**Given task**
Can you copy the lines from the one that contains "Reviewer note: confirm each instance of the pool ball" through the end of the material below, exactly and with nothing else?

**Records provided**
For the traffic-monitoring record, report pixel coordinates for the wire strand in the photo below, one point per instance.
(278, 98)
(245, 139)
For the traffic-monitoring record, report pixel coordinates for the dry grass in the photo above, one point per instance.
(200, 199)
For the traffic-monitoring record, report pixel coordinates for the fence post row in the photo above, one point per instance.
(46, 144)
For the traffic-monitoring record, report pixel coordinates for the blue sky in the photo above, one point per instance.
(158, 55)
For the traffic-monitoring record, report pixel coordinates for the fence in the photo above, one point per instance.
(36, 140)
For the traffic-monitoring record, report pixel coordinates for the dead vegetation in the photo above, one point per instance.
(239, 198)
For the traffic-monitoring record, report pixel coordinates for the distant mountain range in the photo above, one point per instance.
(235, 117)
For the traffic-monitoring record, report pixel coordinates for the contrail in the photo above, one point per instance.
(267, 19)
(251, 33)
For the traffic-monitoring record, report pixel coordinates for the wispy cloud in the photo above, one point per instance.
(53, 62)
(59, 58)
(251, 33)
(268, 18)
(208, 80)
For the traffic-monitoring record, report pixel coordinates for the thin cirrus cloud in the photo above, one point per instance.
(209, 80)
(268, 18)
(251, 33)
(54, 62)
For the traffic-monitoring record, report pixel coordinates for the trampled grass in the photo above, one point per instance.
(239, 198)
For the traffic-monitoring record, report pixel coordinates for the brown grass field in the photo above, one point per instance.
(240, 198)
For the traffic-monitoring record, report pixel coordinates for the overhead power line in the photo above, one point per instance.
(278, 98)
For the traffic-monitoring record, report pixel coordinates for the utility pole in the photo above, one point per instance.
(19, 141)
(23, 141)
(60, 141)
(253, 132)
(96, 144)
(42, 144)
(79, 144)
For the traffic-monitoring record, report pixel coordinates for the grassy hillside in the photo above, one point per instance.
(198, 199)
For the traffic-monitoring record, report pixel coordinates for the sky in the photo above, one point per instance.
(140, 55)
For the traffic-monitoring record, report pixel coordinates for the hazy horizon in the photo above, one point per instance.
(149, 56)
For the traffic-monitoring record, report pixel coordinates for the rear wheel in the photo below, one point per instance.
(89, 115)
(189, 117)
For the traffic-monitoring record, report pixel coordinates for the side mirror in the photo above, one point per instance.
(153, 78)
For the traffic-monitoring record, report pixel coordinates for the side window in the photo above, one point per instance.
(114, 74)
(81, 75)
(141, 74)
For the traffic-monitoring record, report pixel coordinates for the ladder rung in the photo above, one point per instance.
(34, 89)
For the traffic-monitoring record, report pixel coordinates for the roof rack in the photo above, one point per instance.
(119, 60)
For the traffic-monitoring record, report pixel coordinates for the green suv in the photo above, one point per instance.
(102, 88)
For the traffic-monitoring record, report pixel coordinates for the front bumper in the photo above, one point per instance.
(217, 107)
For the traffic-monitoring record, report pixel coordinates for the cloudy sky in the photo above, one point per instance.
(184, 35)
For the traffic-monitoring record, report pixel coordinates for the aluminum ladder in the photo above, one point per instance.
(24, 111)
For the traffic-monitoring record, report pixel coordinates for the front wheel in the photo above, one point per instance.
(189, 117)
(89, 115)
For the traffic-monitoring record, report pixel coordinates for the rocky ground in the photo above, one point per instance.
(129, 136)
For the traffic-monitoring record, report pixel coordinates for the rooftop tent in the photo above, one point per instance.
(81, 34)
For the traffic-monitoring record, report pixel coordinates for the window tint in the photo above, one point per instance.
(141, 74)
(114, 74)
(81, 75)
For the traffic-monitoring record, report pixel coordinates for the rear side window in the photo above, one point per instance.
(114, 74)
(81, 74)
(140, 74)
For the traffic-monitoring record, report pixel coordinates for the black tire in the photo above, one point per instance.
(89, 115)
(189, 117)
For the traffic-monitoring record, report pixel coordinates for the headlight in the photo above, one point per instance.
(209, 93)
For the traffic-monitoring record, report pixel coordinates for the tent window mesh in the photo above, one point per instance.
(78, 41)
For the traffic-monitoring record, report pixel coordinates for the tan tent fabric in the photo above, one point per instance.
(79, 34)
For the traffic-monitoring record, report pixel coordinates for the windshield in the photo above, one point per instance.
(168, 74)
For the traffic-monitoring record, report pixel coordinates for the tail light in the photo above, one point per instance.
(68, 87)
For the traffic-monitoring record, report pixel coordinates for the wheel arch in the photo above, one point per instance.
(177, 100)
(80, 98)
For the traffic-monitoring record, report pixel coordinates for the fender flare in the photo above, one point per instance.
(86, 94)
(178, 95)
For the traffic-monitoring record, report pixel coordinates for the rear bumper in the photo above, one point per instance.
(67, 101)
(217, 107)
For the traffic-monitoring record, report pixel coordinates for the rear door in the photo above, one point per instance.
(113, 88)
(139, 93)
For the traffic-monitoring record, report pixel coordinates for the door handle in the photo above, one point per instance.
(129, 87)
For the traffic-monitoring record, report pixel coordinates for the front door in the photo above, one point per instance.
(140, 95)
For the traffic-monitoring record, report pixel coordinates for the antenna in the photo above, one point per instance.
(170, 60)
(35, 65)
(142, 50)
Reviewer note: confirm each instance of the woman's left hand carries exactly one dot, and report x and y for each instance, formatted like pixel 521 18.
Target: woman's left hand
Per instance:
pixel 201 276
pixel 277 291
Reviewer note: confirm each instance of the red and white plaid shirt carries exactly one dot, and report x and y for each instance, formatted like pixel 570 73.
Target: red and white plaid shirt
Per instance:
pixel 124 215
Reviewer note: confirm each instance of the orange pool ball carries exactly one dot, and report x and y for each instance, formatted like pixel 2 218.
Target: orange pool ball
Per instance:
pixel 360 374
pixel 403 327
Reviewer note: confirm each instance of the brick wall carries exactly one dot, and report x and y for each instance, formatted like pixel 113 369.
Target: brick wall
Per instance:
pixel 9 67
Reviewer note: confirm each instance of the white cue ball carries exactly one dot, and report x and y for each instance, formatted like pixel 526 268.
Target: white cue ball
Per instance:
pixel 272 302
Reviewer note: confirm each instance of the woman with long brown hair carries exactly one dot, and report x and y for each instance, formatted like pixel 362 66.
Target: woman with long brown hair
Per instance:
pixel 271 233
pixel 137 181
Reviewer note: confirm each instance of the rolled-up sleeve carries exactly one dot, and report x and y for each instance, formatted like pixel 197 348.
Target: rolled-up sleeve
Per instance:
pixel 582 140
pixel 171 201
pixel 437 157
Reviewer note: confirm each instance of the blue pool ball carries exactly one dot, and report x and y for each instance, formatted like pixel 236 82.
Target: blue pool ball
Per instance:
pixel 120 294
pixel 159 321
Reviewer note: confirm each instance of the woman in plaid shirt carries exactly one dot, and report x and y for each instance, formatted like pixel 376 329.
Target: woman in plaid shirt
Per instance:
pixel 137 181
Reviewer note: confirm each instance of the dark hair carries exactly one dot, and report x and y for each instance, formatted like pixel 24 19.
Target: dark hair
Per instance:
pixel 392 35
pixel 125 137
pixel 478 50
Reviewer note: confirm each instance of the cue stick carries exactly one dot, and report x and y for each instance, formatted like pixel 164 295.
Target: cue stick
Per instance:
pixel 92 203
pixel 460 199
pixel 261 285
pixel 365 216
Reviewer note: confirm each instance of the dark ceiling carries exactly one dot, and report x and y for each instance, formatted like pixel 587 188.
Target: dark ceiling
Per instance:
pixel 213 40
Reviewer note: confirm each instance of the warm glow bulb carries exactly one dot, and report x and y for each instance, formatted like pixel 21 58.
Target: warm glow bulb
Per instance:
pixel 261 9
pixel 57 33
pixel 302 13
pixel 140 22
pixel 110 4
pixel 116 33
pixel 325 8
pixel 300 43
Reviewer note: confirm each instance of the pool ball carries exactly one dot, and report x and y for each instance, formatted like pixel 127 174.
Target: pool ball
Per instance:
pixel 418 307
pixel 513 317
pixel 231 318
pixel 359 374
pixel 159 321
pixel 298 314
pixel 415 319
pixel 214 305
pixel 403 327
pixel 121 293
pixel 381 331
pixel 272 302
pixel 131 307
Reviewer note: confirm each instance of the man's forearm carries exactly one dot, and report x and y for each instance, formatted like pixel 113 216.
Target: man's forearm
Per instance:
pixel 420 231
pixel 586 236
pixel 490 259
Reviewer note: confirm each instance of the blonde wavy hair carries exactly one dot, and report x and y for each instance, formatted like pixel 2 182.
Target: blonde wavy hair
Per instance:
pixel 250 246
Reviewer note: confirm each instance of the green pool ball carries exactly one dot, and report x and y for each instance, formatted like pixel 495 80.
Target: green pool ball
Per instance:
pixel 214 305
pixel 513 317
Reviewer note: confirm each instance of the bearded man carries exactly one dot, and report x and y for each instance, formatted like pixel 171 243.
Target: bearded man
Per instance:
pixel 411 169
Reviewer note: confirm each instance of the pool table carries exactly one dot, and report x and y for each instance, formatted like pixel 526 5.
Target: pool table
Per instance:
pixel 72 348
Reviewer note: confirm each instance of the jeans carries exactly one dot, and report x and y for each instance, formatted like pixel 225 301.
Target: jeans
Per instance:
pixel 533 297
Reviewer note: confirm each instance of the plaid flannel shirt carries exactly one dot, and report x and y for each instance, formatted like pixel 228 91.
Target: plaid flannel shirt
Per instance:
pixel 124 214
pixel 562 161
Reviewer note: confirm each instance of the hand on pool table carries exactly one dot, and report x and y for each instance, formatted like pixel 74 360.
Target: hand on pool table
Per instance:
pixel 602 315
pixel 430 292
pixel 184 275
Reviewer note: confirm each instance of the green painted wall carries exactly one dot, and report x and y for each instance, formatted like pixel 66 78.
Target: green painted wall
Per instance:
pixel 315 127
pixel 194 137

**The result**
Reviewer note: confirm each instance of the pool ball carries exactly one dot, and report x and y for each instance, formatted like pixel 127 174.
Target: pool ball
Per instance:
pixel 418 307
pixel 513 317
pixel 231 318
pixel 359 374
pixel 159 321
pixel 298 314
pixel 415 319
pixel 214 305
pixel 403 327
pixel 121 293
pixel 381 331
pixel 272 302
pixel 131 307
Reviewer note: confirm each instance of the man's forearm carries exactly one dot, and report x and y for each instance, formatted like pixel 113 216.
Target: man's forearm
Per instance:
pixel 420 231
pixel 586 236
pixel 490 259
Reviewer note: confirm each instance of the blonde wavy hair carries exactly one dot, and report x and y for each instance, formatted like pixel 2 182.
Target: blonde wavy hair
Per instance:
pixel 250 246
Reviewer note: confirm each instance of the green pool ball carries exactly one dot, and report x and y for each instance, formatted like pixel 495 80.
Target: green pool ball
Per instance:
pixel 214 305
pixel 513 317
Reviewer note: confirm each instance of the bearded man carries exactly one dot, and report x and y for each instance, formatted like pixel 171 243.
Target: bearded man
Per instance:
pixel 411 169
Reviewer note: confirm each instance of the pool table carries exactly one dot, and report x and y for each instance, formatted like pixel 526 5.
Target: pool table
Per instance:
pixel 72 348
Reviewer note: confirm each instance of the jeans carries exactly one dot, and report x and y for each instance, formatted like pixel 225 301.
Target: jeans
Per instance:
pixel 533 297
Reviewer note: confirm each instance of the plaid flannel shirt carries exactly one dot, and report x and y for each instance, formatted like pixel 228 91.
Target: plaid flannel shirt
Per instance:
pixel 124 214
pixel 562 161
Reviewer note: confirm each instance of the hand on pool table carries exactly one dot, and report x and y for each instance, formatted like pixel 74 360.
Target: hand on pool table
Per instance:
pixel 602 315
pixel 430 292
pixel 184 275
Reviewer note: confirm each instance of the green painted wall carries exactly one dot, and report x and y for each instance, formatted like pixel 66 78.
Target: green painted wall
Per instance:
pixel 315 127
pixel 194 137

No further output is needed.